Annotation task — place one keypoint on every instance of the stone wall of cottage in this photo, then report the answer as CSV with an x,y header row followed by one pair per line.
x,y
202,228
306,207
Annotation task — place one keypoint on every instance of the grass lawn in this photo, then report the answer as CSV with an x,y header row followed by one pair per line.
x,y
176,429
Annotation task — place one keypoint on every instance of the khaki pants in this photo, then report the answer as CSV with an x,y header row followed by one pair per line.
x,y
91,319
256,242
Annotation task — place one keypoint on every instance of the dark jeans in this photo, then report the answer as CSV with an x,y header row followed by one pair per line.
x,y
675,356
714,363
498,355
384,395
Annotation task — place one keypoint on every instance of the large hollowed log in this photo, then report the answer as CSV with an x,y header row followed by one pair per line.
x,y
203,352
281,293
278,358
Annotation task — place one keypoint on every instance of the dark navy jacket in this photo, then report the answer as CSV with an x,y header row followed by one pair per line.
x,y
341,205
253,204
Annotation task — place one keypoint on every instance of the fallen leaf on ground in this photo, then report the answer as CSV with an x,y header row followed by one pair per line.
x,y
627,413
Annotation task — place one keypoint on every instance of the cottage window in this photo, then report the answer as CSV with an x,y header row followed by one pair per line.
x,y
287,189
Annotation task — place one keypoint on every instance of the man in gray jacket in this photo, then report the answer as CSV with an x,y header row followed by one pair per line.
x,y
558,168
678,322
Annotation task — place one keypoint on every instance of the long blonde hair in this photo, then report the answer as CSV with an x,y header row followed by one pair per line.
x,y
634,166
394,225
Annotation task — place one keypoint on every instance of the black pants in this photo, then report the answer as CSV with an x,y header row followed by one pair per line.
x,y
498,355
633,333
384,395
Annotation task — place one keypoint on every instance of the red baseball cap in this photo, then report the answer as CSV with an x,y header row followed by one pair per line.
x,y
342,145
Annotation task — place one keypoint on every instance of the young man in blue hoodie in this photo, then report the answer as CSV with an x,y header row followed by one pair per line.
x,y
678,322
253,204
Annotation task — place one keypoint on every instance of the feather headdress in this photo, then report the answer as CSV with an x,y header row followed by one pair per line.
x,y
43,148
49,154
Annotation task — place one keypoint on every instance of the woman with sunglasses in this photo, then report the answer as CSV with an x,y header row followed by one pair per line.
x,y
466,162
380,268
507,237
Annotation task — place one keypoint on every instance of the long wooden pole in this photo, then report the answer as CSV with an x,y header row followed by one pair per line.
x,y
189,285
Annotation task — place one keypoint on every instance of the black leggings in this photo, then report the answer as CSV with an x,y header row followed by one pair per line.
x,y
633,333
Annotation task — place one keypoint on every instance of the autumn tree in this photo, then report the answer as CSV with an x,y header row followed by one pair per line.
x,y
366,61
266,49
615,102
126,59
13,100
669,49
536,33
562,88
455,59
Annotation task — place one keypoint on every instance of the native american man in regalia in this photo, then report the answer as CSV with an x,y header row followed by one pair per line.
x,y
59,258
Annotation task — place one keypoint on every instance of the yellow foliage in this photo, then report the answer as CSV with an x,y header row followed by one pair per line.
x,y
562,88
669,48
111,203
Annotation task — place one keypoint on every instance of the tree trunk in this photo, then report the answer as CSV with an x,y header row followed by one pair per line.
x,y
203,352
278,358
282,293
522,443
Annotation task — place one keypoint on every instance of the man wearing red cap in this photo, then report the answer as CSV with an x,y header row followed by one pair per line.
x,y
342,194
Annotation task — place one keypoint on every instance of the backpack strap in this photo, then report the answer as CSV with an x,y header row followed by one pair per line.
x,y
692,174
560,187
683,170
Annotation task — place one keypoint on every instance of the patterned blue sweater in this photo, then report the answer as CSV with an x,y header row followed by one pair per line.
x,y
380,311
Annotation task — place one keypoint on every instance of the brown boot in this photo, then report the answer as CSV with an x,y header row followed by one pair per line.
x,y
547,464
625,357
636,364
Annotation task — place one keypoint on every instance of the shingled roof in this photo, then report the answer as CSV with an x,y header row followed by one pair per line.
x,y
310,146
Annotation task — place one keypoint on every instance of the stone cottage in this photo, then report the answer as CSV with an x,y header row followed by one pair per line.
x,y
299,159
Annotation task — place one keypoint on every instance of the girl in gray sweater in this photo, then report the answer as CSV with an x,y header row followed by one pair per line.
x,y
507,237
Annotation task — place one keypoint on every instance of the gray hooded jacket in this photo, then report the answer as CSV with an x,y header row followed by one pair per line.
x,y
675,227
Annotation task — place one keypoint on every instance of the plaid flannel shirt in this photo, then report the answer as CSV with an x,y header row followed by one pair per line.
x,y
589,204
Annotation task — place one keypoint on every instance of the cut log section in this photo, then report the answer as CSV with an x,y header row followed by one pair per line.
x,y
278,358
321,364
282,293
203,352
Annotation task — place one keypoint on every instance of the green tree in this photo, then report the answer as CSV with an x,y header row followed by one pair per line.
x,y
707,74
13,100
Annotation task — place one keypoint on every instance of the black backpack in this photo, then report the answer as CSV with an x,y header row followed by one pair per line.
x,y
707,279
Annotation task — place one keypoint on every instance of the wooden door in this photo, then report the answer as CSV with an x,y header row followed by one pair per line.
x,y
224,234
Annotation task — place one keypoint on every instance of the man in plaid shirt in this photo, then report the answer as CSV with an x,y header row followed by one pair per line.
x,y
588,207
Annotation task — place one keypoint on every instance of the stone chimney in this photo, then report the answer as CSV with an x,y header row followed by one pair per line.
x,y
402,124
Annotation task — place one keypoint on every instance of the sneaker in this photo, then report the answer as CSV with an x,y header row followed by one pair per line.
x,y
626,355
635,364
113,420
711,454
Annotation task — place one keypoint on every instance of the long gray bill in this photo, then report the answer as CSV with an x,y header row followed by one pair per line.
= = = =
Converti tutte le righe dei record in una tabella Markdown con due colonne, "Numero" e "Riga". Numera le righe in ordine e tralascia quelle vuote.

### [RISULTATO FINALE]
| Numero | Riga |
|---|---|
| 1 | Annotation task — place one keypoint on every instance of the stone wall of cottage in this photo, then report the answer as CSV with an x,y header row followed by one pair per line. |
| 2 | x,y |
| 3 | 202,228 |
| 4 | 306,207 |
| 5 | Annotation task — place one keypoint on every instance of the grass lawn in this photo, then report the answer as CSV with an x,y header row followed by one pair per line. |
| 6 | x,y |
| 7 | 176,429 |
| 8 | Annotation task — place one keypoint on every instance of the khaki pants in this photo, then report the answer as CSV with an x,y header row followed by one pair per line. |
| 9 | x,y |
| 10 | 91,319 |
| 11 | 256,242 |
| 12 | Annotation task — place one keypoint on every instance of the dark jeans in this photo, then report the answer as CSV with an x,y header row followed by one pair per line. |
| 13 | x,y |
| 14 | 675,356 |
| 15 | 714,363 |
| 16 | 498,355 |
| 17 | 384,395 |
| 18 | Annotation task — place one keypoint on every instance of the large hollowed log in this photo, then report the answer as CSV with an x,y header row followed by one pair per line. |
| 19 | x,y |
| 20 | 203,352 |
| 21 | 281,293 |
| 22 | 278,358 |
| 23 | Annotation task — place one keypoint on every instance of the dark navy jacket in this photo, then report the answer as CSV with an x,y header row followed by one pair per line. |
| 24 | x,y |
| 25 | 341,205 |
| 26 | 253,204 |
| 27 | Annotation task — place one keypoint on every instance of the fallen leaf on ground in this photo, then report the answer as CSV with an x,y header row followed by one pair per line. |
| 28 | x,y |
| 29 | 627,413 |
| 30 | Annotation task — place one keypoint on every instance of the cottage window in this photo, then report the answer as CSV with an x,y header row followed by one pair per line. |
| 31 | x,y |
| 32 | 287,189 |
| 33 | Annotation task — place one keypoint on every instance of the man in gray jacket in this photo, then report the answer as CSV with an x,y header row followed by one pair per line. |
| 34 | x,y |
| 35 | 558,168 |
| 36 | 678,322 |
| 37 | Annotation task — place one keypoint on every instance of the long blonde hair in this photo, then report the answer as CSV with an x,y header row followed by one pair per line. |
| 38 | x,y |
| 39 | 634,166 |
| 40 | 394,225 |
| 41 | Annotation task — place one keypoint on every instance of the black pants in this photo, then report the answer as CSV with an x,y header row followed by one pair per line. |
| 42 | x,y |
| 43 | 498,355 |
| 44 | 633,333 |
| 45 | 384,395 |
| 46 | Annotation task — place one keypoint on every instance of the red baseball cap in this photo, then report the answer as CSV with an x,y header row followed by one pair per line. |
| 47 | x,y |
| 48 | 342,145 |
| 49 | Annotation task — place one keypoint on every instance of the young man in blue hoodie in this photo, then report the answer as CSV with an x,y header row followed by one pair per line. |
| 50 | x,y |
| 51 | 678,322 |
| 52 | 253,204 |
| 53 | Annotation task — place one keypoint on every instance of the feather headdress in this photo, then report the answer as CSV with an x,y header row followed by one pair per line. |
| 54 | x,y |
| 55 | 43,148 |
| 56 | 49,154 |
| 57 | Annotation task — place one keypoint on every instance of the woman with sunglasses in this photo, then report the answer as CSV with an x,y header row followed by one pair per line. |
| 58 | x,y |
| 59 | 466,162 |
| 60 | 380,268 |
| 61 | 507,237 |
| 62 | Annotation task — place one keypoint on every instance of the long wooden pole in this photo, then report the answer as CSV with an x,y header row followed by one pair per line. |
| 63 | x,y |
| 64 | 189,285 |
| 65 | Annotation task — place one keypoint on every instance of the black leggings in this photo, then report the answer as CSV with an x,y header row followed by one pair per line. |
| 66 | x,y |
| 67 | 633,333 |
| 68 | Annotation task — place one keypoint on every instance of the autumn tree in this photo, then report the answer as CSV with an x,y header row followed by one pair per line. |
| 69 | x,y |
| 70 | 366,61 |
| 71 | 266,49 |
| 72 | 615,102 |
| 73 | 126,59 |
| 74 | 13,100 |
| 75 | 669,49 |
| 76 | 536,33 |
| 77 | 562,88 |
| 78 | 455,59 |
| 79 | Annotation task — place one keypoint on every instance of the native american man in regalia in this photo, then report the answer as CSV with an x,y header row followed by one pair per line. |
| 80 | x,y |
| 81 | 59,258 |
| 82 | Annotation task — place one keypoint on every instance of the yellow foliage in this photo, then report the answer as CSV with an x,y header row followed by one pair per line. |
| 83 | x,y |
| 84 | 562,88 |
| 85 | 669,48 |
| 86 | 111,203 |
| 87 | Annotation task — place one keypoint on every instance of the tree trunk in this photo, then report the answer as CSV with an x,y header row followed by one pair per line. |
| 88 | x,y |
| 89 | 203,352 |
| 90 | 278,358 |
| 91 | 282,293 |
| 92 | 522,443 |
| 93 | Annotation task — place one keypoint on every instance of the man wearing red cap in this photo, then report the answer as CSV with an x,y header row followed by one pair per line. |
| 94 | x,y |
| 95 | 342,194 |
| 96 | Annotation task — place one keypoint on every instance of the backpack strap in this photo, then report the answer as CSV with an x,y header row followed by one pair per line. |
| 97 | x,y |
| 98 | 692,174 |
| 99 | 560,187 |
| 100 | 683,170 |
| 101 | Annotation task — place one keypoint on every instance of the patterned blue sweater in this photo, then report the answer as CSV with an x,y header row followed by one pair per line. |
| 102 | x,y |
| 103 | 380,311 |
| 104 | Annotation task — place one keypoint on every instance of the brown boot in this photo, then report the answer as CSV with an x,y header row followed by one pair per line. |
| 105 | x,y |
| 106 | 547,464 |
| 107 | 625,357 |
| 108 | 636,364 |
| 109 | Annotation task — place one keypoint on every instance of the shingled roof in this photo, then report the answer as CSV with an x,y header row followed by one pair per line. |
| 110 | x,y |
| 111 | 310,146 |
| 112 | Annotation task — place one keypoint on every instance of the stone cottage in this photo, then report the answer as CSV with an x,y header row followed by one pair per line. |
| 113 | x,y |
| 114 | 299,159 |
| 115 | Annotation task — place one keypoint on every instance of the girl in gray sweater in this photo, then report the answer as CSV with an x,y header row followed by one pair per line. |
| 116 | x,y |
| 117 | 507,237 |
| 118 | Annotation task — place one keypoint on every instance of the gray hooded jacket in this photo, then report the answer as CSV with an x,y header row followed by one pair per line. |
| 119 | x,y |
| 120 | 675,227 |
| 121 | Annotation task — place one keypoint on every instance of the plaid flannel shirt in this photo, then report the answer as CSV with an x,y header row followed by one pair per line. |
| 122 | x,y |
| 123 | 589,204 |
| 124 | Annotation task — place one keypoint on every instance of the cut log section in this photo, then report the answer as CSV with an x,y header row followed by one pair per line. |
| 125 | x,y |
| 126 | 278,358 |
| 127 | 321,364 |
| 128 | 282,293 |
| 129 | 203,352 |
| 130 | Annotation task — place one keypoint on every instance of the green tree in this photo, then report the answer as CSV with an x,y header row followed by one pair per line. |
| 131 | x,y |
| 132 | 707,74 |
| 133 | 13,100 |
| 134 | Annotation task — place one keypoint on every instance of the black backpack in this photo, then report the answer as CSV with an x,y header row followed by one pair per line. |
| 135 | x,y |
| 136 | 707,279 |
| 137 | Annotation task — place one keypoint on every instance of the wooden door in this photo, then report the answer as CSV with an x,y header row followed by one pair per line. |
| 138 | x,y |
| 139 | 224,234 |
| 140 | Annotation task — place one keypoint on every instance of the man in plaid shirt in this photo, then report the answer as CSV with an x,y header row followed by one pair per line. |
| 141 | x,y |
| 142 | 588,207 |
| 143 | Annotation task — place one keypoint on every instance of the stone chimney in this photo, then report the answer as CSV with an x,y header row followed by one pair per line. |
| 144 | x,y |
| 145 | 402,124 |
| 146 | Annotation task — place one keypoint on every instance of the sneaker in this photo, then report the answer as CSV with an x,y header row followed by one pair per line. |
| 147 | x,y |
| 148 | 626,355 |
| 149 | 635,364 |
| 150 | 113,420 |
| 151 | 711,454 |
| 152 | Annotation task — place one keypoint on every instance of the long gray bill in this photo, then report the answer as CSV with an x,y header row followed by one pair per line. |